▶ [THE EXERCISE]
Arrange every one of the records below as a numbered list, skipping any blank lines. Leave the pictures out of the list.

═════ EXERCISE DATA ═════

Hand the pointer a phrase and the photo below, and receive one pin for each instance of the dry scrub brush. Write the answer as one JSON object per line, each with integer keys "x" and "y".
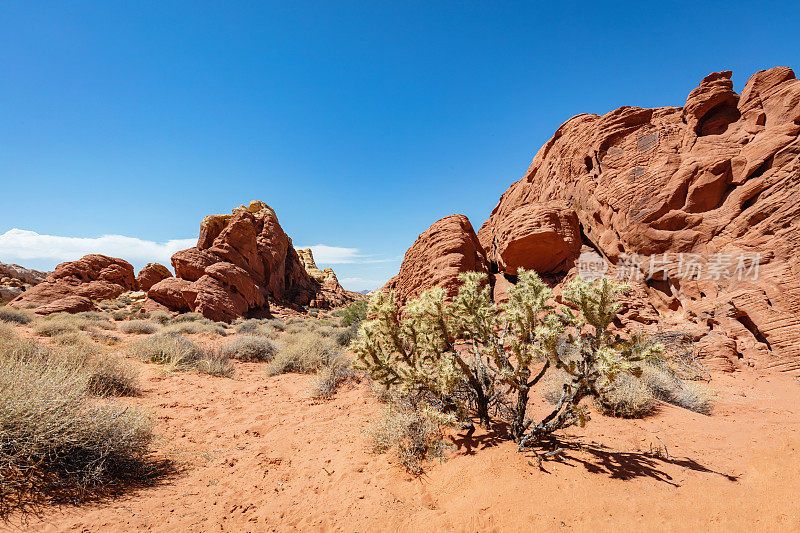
{"x": 58, "y": 440}
{"x": 176, "y": 353}
{"x": 250, "y": 348}
{"x": 413, "y": 429}
{"x": 141, "y": 327}
{"x": 480, "y": 358}
{"x": 304, "y": 351}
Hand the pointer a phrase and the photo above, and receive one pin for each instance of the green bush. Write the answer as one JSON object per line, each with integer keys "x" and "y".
{"x": 55, "y": 439}
{"x": 479, "y": 357}
{"x": 413, "y": 429}
{"x": 249, "y": 348}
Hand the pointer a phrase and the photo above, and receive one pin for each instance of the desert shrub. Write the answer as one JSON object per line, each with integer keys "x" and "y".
{"x": 75, "y": 338}
{"x": 56, "y": 441}
{"x": 56, "y": 323}
{"x": 50, "y": 327}
{"x": 694, "y": 396}
{"x": 277, "y": 324}
{"x": 15, "y": 316}
{"x": 187, "y": 317}
{"x": 304, "y": 352}
{"x": 249, "y": 348}
{"x": 330, "y": 378}
{"x": 139, "y": 327}
{"x": 112, "y": 376}
{"x": 354, "y": 313}
{"x": 413, "y": 430}
{"x": 479, "y": 357}
{"x": 215, "y": 364}
{"x": 120, "y": 315}
{"x": 195, "y": 327}
{"x": 254, "y": 326}
{"x": 627, "y": 397}
{"x": 104, "y": 337}
{"x": 177, "y": 353}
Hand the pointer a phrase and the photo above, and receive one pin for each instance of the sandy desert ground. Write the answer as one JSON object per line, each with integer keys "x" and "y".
{"x": 256, "y": 453}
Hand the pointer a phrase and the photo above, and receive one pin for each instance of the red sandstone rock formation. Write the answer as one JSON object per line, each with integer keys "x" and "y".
{"x": 240, "y": 261}
{"x": 151, "y": 274}
{"x": 443, "y": 251}
{"x": 73, "y": 286}
{"x": 713, "y": 184}
{"x": 541, "y": 237}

═════

▶ [WRITTEN ANSWER]
1. Hand the pointer a phrase and the photo below, and receive one pin for each instance of the dry scrub brush. Write the answer as one JSON object per line, each with integer keys "x" and "y".
2. {"x": 58, "y": 440}
3. {"x": 176, "y": 353}
4. {"x": 250, "y": 348}
5. {"x": 413, "y": 429}
6. {"x": 141, "y": 327}
7. {"x": 480, "y": 358}
8. {"x": 304, "y": 351}
9. Hand the pointer a phrase and the photo above, and receive one pin for each instance of the green bush. Write the answer as one JSON object per line, each with integer keys "x" and "y".
10. {"x": 55, "y": 439}
11. {"x": 479, "y": 357}
12. {"x": 413, "y": 429}
13. {"x": 249, "y": 348}
14. Hand the pointer a phrase and the photo above, and receive one pin for each instance of the desert shrub. Write the answer as one JSON object per line, each with integer keys "x" and "y".
15. {"x": 75, "y": 338}
16. {"x": 56, "y": 441}
17. {"x": 56, "y": 323}
18. {"x": 50, "y": 327}
19. {"x": 694, "y": 396}
20. {"x": 277, "y": 324}
21. {"x": 15, "y": 316}
22. {"x": 187, "y": 317}
23. {"x": 304, "y": 352}
24. {"x": 249, "y": 348}
25. {"x": 330, "y": 378}
26. {"x": 139, "y": 327}
27. {"x": 112, "y": 376}
28. {"x": 354, "y": 313}
29. {"x": 413, "y": 430}
30. {"x": 479, "y": 357}
31. {"x": 215, "y": 364}
32. {"x": 120, "y": 315}
33. {"x": 195, "y": 327}
34. {"x": 254, "y": 326}
35. {"x": 627, "y": 397}
36. {"x": 104, "y": 337}
37. {"x": 177, "y": 353}
38. Hand the pointer a phrase and the photo above, and receive one pin for each instance of the sandy desert ground. Write the answer as one JSON object per line, each with integer keys "x" and "y".
39. {"x": 256, "y": 453}
40. Hand the pointer a phrase and the photo above, and receive one pin for each instance of the red sandstone rock formation. Write the answer as one JSON object per line, each with integer keys "x" and "y".
41. {"x": 240, "y": 261}
42. {"x": 151, "y": 274}
43. {"x": 443, "y": 251}
44. {"x": 73, "y": 286}
45. {"x": 713, "y": 184}
46. {"x": 541, "y": 237}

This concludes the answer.